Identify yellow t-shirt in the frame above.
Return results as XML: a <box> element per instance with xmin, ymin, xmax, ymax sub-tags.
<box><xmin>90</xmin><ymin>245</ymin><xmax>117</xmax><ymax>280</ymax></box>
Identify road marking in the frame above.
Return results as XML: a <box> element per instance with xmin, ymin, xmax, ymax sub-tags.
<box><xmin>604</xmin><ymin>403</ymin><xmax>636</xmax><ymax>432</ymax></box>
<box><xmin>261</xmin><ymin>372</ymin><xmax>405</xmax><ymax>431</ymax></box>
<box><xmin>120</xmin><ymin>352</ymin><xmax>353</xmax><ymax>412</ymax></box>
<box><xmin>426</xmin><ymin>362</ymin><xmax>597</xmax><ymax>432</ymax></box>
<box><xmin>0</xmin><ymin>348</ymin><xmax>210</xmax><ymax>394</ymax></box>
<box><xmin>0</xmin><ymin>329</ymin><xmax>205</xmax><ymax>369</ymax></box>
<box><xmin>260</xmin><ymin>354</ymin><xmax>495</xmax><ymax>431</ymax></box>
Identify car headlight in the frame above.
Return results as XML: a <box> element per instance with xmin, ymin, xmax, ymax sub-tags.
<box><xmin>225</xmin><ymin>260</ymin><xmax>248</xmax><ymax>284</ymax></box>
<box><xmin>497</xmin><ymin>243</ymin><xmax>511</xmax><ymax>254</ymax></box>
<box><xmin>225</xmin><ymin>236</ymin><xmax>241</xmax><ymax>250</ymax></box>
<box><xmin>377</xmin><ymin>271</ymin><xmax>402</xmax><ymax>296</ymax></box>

..........

**WHAT THE TASK ASKS:**
What is needed is an exact copy of the lines from the start of the listing through the line where "Identify car headlight in the frame above." sits, please, both end lines included and nothing more.

**PROBLEM SOLUTION:**
Identify yellow t-shirt in the frame above.
Return results as XML: a <box> element per instance with xmin, ymin, xmax, ymax sub-tags.
<box><xmin>90</xmin><ymin>245</ymin><xmax>117</xmax><ymax>280</ymax></box>
Identify road marking in the frame above.
Return results as XML: a <box> element per instance with xmin, ymin, xmax, ymax sub-tags.
<box><xmin>604</xmin><ymin>403</ymin><xmax>636</xmax><ymax>432</ymax></box>
<box><xmin>261</xmin><ymin>372</ymin><xmax>405</xmax><ymax>431</ymax></box>
<box><xmin>120</xmin><ymin>352</ymin><xmax>353</xmax><ymax>412</ymax></box>
<box><xmin>426</xmin><ymin>362</ymin><xmax>597</xmax><ymax>432</ymax></box>
<box><xmin>0</xmin><ymin>348</ymin><xmax>210</xmax><ymax>394</ymax></box>
<box><xmin>0</xmin><ymin>329</ymin><xmax>205</xmax><ymax>369</ymax></box>
<box><xmin>260</xmin><ymin>354</ymin><xmax>495</xmax><ymax>431</ymax></box>
Identify car headlight in the frame above.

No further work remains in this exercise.